What the exercise asks: Copy every line of the entries below word for word, leaving out the pictures.

The input:
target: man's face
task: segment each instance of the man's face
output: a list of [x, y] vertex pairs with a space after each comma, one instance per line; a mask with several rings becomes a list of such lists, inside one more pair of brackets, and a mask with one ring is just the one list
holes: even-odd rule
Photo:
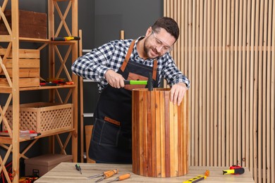
[[144, 51], [152, 59], [169, 52], [176, 42], [176, 39], [163, 28], [160, 28], [159, 32], [149, 30], [145, 39]]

Expected answer:
target: man's face
task: segment each instance of the man's face
output: a list of [x, y] vertex pairs with a space after each comma, one instance per line; a mask with several rings becomes a list of such lists, inside one more pair of brackets, and a mask with one ring is just the one list
holes: even-odd rule
Photo:
[[144, 51], [152, 59], [169, 52], [176, 42], [176, 39], [163, 28], [160, 28], [159, 32], [149, 30], [145, 39]]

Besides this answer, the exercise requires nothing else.